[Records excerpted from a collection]

----

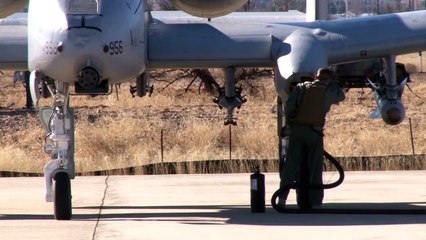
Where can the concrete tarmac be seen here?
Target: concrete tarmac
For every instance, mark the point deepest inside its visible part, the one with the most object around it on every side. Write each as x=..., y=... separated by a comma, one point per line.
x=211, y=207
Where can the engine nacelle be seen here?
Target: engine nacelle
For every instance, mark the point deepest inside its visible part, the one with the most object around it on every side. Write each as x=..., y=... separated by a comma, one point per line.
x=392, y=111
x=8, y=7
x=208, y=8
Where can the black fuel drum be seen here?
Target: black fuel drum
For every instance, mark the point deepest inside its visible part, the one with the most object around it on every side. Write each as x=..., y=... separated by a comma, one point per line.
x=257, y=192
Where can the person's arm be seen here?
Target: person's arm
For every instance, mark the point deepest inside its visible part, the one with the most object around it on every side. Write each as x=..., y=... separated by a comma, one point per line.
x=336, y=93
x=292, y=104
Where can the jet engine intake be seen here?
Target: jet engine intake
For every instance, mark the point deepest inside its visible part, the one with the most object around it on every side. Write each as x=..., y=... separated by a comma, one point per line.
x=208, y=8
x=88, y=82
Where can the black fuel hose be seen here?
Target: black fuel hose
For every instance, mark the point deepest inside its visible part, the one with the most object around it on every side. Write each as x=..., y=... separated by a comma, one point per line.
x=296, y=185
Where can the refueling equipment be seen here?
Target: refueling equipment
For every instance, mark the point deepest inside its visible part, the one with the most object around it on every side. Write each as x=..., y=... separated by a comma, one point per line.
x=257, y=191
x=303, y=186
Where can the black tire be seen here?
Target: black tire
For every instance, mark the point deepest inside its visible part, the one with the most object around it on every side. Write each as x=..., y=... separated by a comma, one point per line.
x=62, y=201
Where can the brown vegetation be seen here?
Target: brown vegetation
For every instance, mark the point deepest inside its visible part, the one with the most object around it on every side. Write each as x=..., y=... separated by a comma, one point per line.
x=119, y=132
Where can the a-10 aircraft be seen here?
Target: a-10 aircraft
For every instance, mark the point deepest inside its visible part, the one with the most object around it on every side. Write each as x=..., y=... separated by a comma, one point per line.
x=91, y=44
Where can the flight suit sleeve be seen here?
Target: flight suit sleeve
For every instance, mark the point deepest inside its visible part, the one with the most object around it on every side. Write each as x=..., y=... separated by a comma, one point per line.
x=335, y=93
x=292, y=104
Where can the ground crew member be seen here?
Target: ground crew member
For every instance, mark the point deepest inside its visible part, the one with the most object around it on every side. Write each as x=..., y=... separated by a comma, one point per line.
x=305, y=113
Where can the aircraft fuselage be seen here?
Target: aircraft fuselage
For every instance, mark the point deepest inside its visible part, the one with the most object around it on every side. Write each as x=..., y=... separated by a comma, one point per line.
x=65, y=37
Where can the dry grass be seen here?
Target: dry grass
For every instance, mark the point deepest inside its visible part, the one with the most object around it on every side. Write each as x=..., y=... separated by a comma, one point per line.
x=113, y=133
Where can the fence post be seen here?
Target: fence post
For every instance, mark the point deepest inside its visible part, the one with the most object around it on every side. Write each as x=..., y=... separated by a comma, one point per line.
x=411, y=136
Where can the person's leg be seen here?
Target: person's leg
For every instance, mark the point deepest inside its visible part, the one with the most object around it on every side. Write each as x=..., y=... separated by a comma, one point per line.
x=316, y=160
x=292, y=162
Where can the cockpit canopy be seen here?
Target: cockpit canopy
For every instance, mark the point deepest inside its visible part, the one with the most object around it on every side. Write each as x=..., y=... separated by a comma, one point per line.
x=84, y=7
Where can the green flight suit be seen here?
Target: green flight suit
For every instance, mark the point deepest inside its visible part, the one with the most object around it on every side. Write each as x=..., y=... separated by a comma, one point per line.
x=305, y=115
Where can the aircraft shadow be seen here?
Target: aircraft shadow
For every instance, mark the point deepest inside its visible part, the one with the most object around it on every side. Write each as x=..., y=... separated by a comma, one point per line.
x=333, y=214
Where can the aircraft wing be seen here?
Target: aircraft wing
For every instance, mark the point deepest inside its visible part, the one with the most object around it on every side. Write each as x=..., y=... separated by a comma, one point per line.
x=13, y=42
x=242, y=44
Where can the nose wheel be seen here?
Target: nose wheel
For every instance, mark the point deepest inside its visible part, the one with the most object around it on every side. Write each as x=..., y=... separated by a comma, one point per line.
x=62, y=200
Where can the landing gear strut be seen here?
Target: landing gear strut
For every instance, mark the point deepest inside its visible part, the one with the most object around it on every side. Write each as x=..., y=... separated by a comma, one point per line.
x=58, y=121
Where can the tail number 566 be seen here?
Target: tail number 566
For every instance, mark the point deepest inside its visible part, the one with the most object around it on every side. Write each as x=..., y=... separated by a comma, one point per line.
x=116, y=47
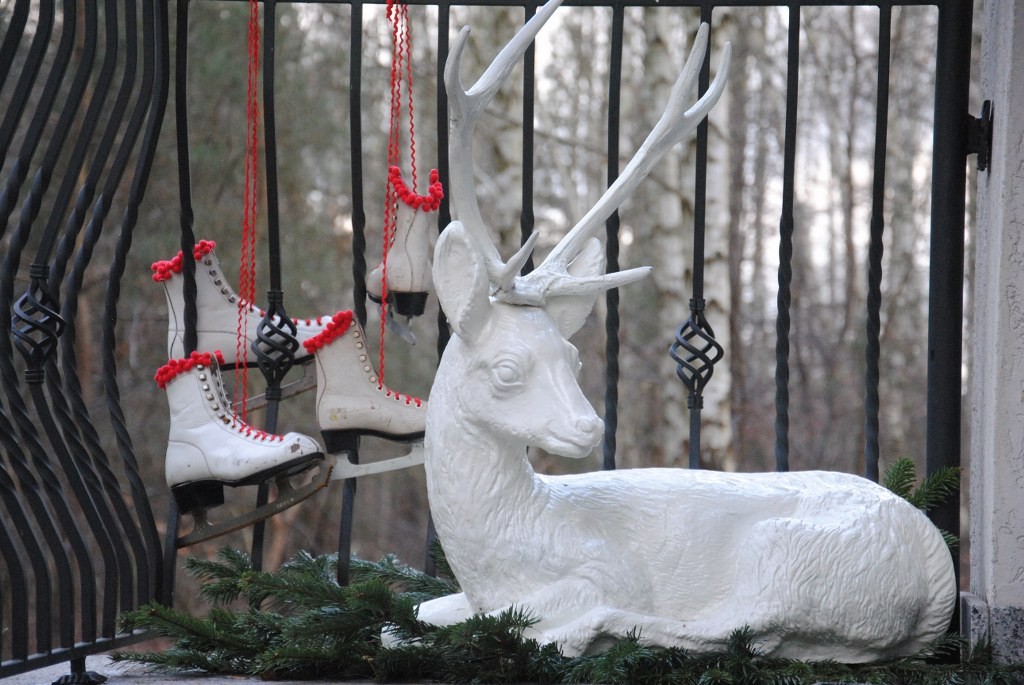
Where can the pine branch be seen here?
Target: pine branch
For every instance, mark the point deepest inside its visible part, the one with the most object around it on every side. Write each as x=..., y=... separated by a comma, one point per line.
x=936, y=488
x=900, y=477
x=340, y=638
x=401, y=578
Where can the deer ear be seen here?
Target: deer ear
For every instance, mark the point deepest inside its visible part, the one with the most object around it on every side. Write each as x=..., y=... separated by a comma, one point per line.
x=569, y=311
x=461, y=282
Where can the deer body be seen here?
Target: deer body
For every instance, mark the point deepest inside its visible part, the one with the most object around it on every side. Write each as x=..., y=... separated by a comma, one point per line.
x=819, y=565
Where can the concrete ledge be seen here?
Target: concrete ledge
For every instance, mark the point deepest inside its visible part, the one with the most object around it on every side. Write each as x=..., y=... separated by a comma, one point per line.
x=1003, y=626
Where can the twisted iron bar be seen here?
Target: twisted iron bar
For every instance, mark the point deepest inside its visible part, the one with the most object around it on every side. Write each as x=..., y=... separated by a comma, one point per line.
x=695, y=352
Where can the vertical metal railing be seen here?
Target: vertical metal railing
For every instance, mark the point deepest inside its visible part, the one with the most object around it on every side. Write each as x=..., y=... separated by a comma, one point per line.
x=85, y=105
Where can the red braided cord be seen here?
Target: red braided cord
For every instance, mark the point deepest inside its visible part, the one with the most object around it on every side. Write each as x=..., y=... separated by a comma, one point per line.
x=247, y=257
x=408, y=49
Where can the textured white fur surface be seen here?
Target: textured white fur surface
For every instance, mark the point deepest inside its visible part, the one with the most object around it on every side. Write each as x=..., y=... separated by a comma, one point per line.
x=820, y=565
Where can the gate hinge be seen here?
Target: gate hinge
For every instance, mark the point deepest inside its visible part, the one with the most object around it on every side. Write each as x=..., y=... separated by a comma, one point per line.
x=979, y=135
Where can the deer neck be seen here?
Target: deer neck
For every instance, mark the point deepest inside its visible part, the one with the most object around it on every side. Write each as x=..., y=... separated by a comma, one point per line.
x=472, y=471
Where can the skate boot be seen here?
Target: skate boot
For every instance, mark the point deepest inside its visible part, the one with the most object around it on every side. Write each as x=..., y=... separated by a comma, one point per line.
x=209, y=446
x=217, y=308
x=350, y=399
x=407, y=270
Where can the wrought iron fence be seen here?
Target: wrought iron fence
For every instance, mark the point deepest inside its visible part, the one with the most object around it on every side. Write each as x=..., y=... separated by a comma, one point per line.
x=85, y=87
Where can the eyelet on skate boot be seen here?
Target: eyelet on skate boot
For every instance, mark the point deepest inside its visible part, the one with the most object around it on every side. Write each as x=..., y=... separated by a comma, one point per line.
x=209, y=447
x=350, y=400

----

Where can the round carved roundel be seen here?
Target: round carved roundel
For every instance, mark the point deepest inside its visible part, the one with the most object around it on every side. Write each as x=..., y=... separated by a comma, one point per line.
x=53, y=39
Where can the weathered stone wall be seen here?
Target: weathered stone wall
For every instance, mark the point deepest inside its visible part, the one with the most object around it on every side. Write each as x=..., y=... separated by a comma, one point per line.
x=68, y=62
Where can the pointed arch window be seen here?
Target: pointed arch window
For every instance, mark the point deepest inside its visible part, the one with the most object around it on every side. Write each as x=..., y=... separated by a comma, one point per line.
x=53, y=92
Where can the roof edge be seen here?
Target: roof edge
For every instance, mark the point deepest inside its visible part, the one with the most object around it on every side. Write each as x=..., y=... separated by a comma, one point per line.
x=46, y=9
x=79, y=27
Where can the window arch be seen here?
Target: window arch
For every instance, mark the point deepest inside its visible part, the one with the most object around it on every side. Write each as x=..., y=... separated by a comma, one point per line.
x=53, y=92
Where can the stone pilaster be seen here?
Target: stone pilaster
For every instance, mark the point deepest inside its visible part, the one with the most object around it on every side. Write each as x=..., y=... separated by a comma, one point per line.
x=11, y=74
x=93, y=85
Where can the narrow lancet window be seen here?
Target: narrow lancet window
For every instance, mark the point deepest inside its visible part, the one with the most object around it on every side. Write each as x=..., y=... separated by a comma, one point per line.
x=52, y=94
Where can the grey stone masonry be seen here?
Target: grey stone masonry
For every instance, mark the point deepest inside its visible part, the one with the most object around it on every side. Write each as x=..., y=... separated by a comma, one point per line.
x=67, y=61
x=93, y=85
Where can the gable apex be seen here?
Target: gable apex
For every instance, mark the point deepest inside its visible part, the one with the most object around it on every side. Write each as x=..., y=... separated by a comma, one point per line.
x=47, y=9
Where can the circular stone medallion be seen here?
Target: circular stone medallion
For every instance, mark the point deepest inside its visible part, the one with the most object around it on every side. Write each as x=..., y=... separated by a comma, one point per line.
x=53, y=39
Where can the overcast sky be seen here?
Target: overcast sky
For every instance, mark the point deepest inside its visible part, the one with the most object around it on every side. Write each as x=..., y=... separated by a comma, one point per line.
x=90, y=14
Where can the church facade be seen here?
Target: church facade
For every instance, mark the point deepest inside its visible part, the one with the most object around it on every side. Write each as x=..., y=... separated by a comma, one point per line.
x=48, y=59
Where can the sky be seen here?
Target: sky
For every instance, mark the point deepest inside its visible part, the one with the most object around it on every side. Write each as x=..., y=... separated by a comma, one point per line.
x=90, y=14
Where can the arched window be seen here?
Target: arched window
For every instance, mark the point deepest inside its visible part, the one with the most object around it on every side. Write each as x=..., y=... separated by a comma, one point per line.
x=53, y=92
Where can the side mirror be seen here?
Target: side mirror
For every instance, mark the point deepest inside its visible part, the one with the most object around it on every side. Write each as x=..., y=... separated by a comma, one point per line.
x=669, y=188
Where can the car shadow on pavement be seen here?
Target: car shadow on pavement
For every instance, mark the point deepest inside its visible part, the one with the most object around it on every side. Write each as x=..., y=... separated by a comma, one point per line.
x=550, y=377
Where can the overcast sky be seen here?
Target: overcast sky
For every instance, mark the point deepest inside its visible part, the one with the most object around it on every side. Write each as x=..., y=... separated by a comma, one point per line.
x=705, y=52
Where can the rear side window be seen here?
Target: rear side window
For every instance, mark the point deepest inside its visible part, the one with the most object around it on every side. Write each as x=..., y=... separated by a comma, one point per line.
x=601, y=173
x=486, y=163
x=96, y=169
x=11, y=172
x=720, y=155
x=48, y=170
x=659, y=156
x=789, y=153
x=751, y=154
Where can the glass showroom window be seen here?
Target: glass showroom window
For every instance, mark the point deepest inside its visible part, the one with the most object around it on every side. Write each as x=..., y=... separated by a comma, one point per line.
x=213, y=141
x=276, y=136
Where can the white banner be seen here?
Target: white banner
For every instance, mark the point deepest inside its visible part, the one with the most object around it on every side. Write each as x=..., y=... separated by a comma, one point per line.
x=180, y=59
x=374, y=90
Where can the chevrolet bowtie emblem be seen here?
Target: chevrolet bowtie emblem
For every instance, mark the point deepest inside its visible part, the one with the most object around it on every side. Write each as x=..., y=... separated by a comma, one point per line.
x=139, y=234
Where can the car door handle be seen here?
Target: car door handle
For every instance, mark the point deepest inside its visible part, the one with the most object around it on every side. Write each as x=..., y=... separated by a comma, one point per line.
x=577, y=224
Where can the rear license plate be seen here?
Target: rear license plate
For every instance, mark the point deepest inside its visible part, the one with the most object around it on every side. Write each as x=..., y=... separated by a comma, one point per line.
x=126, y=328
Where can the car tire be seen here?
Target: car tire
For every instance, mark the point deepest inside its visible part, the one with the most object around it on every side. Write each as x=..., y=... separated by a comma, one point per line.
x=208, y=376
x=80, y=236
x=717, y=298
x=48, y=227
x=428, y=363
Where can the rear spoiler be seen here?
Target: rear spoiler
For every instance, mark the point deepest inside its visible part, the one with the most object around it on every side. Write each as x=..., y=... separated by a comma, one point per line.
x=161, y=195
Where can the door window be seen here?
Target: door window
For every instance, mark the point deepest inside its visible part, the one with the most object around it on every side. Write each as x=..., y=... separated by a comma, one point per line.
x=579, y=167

----

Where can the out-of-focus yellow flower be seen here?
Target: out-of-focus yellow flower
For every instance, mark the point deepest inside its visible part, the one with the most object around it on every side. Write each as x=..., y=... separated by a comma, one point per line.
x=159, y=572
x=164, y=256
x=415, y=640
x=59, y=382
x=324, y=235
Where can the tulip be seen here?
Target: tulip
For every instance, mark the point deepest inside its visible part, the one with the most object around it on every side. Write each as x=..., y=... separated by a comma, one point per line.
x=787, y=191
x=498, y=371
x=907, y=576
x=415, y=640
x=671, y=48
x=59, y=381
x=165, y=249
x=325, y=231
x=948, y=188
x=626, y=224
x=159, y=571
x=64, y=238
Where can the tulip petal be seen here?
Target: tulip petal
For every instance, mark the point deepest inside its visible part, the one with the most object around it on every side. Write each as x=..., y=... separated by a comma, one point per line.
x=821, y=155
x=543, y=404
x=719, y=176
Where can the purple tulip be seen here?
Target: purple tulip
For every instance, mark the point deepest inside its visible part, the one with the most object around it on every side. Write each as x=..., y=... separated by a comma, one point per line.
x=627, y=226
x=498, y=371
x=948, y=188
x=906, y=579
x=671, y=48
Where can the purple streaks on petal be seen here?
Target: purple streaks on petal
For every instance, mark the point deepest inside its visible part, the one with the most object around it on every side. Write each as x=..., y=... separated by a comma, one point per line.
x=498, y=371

----

Job >> Rescale everything from the line containing "Where can the tail number 566 be seen here?" down to the line containing "x=819, y=565", both included, by repeating those lines with their requests and multiplying each x and y coordinate in the answers by 1.75, rounded to whole numbers with halves going up. Leave the pictures out of your answer.

Completed exercise >>
Where can the tail number 566 be seen here?
Target: tail number 566
For every instance, mark the point deepest inside its visible part, the one with the most object around it on every side. Write each as x=..., y=... separated by a comma, one point per line.
x=203, y=82
Where can the pine branch be seen here?
Target: pine branch
For every instance, mark the point deepest inside its visible part, the one with the most object around it on every side. Write each as x=..., y=... separated by a comma, one point per line.
x=1638, y=854
x=1575, y=835
x=595, y=1117
x=702, y=1012
Where can the deer ear be seen here?
Target: deer ear
For every instance, mark the point deepest inside its visible part, the one with the most object around it on every side. Write each as x=..., y=... separated by a comma, one point per line.
x=996, y=544
x=807, y=494
Where can the deer body be seen here?
Target: deer body
For every instance, mark the point deepest inside its visible part, the one with the most object around it on every side. Write each as x=..., y=... separated by a comma, one point per line.
x=1433, y=989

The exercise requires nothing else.